SpaceX returns the Cape to glory, 2010 to now
Falcon 9 first flew from Cape Canaveral in June 2010. By 2024, SpaceX flew nearly 100 missions a year from the cape. Reusable boosters, Crew Dragon, the Starlink cadence : the cape is the busiest launch site in human history.

SpaceX launched its first Falcon 9 from Cape Canaveral’s Launch Complex 40 on June 4, 2010, after 15 months of pad refurbishment. The cape was, at that point, in the second year of the worst space-economy contraction in its history. SpaceX has launched nearly 400 missions from Cape Canaveral and Kennedy Space Center as of early 2025, more than the Air Force, Navy, and NASA combined had launched from the cape between 1950 and 2009. The company demonstrated orbital-class booster recovery on December 21, 2015 (Falcon 9 Flight 20 returned to Landing Zone 1, the former LC-13 site). The first crewed flight (Crew Dragon Demo-2, May 30, 2020) restored US human spaceflight after a nine-year gap that began when the Shuttle retired. The cape is, in 2026, the busiest launch site in the history of spaceflight by a significant margin.
The 2010 first launch
SpaceX’s first cape launch was Falcon 9 Flight 1, on June 4, 2010, from LC-40. The mission was a test flight carrying a Dragon spacecraft mockup. The flight was successful: nominal first-stage burn, successful staging, second-stage burn to a 250-kilometer orbit, controlled deorbit.
The flight was an early demonstration of a new approach. SpaceX, founded by Elon Musk in 2002, had won a NASA Commercial Resupply Services contract in 2008 to deliver cargo to the International Space Station. The CRS contract was the company’s first significant commercial revenue. Falcon 9 was the launcher.

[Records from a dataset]
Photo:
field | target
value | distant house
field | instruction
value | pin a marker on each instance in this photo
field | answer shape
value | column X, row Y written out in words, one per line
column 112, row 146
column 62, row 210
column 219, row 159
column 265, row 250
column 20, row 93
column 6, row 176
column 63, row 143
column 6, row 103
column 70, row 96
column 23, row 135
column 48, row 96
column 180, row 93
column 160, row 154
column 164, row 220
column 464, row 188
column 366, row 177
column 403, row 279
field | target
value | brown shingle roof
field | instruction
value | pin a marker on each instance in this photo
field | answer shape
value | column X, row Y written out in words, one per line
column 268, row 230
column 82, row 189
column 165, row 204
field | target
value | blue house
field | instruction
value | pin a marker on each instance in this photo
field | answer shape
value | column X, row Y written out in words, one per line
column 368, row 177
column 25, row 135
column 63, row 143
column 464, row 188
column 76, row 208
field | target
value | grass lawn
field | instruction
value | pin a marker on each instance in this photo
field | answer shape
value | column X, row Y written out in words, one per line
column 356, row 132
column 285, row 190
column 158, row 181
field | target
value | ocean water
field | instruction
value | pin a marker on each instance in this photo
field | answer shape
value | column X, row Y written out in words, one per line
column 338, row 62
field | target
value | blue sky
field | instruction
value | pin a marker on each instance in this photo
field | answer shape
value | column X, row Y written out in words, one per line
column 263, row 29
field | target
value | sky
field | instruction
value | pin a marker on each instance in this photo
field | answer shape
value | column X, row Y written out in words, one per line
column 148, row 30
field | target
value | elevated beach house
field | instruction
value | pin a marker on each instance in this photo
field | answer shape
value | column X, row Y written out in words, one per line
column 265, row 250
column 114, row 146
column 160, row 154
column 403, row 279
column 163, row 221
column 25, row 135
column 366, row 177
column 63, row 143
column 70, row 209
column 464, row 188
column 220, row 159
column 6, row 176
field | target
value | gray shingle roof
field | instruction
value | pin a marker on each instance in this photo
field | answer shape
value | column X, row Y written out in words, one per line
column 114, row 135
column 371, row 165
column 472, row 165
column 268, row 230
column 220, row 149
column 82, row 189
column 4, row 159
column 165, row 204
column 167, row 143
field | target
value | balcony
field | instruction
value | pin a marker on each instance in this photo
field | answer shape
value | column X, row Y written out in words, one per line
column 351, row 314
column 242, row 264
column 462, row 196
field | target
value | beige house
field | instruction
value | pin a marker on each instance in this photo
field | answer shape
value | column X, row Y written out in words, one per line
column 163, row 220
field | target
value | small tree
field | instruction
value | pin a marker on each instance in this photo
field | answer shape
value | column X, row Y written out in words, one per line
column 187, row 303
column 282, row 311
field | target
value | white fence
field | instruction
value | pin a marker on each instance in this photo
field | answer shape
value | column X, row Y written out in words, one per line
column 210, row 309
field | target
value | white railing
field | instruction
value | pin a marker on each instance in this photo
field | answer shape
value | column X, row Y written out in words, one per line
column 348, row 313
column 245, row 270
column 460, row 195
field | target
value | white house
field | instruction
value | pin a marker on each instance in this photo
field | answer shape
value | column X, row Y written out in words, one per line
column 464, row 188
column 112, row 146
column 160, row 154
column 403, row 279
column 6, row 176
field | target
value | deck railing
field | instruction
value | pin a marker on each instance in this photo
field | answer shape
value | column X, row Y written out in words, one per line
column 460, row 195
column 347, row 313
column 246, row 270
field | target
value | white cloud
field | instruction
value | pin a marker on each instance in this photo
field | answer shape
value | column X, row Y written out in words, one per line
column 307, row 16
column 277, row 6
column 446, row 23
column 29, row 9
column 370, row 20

Direction A: Shorten the paragraph of the piece on SpaceX at Cape Canaveral that starts "SpaceX’s first cape launch was", keeping its main facts.
Direction B: Write out the piece on SpaceX at Cape Canaveral word for word, from "SpaceX launched its" up to and including "a significant margin.".

Complete response A: SpaceX's first launch from the cape was Falcon 9 Flight 1, which lifted off from LC-40 on June 4, 2010. The test flight carried a Dragon spacecraft mockup and succeeded. The first stage burned normally, staging worked, the second stage reached a 250-kilometer orbit, and the craft was deorbited under control.

Complete response B:
SpaceX launched its first Falcon 9 from Cape Canaveral’s Launch Complex 40 on June 4, 2010, after 15 months of pad refurbishment. The cape was, at that point, in the second year of the worst space-economy contraction in its history. SpaceX has launched nearly 400 missions from Cape Canaveral and Kennedy Space Center as of early 2025, more than the Air Force, Navy, and NASA combined had launched from the cape between 1950 and 2009. The company demonstrated orbital-class booster recovery on December 21, 2015 (Falcon 9 Flight 20 returned to Landing Zone 1, the former LC-13 site). The first crewed flight (Crew Dragon Demo-2, May 30, 2020) restored US human spaceflight after a nine-year gap that began when the Shuttle retired. The cape is, in 2026, the busiest launch site in the history of spaceflight by a significant margin.